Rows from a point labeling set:
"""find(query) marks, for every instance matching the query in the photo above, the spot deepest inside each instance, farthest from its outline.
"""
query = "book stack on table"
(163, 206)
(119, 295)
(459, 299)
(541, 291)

## REQUIREMENT
Quote every row above verbatim, changing nothing.

## EXPECTED ANSWER
"""find(query) marks, for every instance matching the query in the photo above, the spot deepest inside each instance, farthest from its outline.
"""
query = "book stack on table"
(163, 206)
(119, 295)
(459, 299)
(541, 291)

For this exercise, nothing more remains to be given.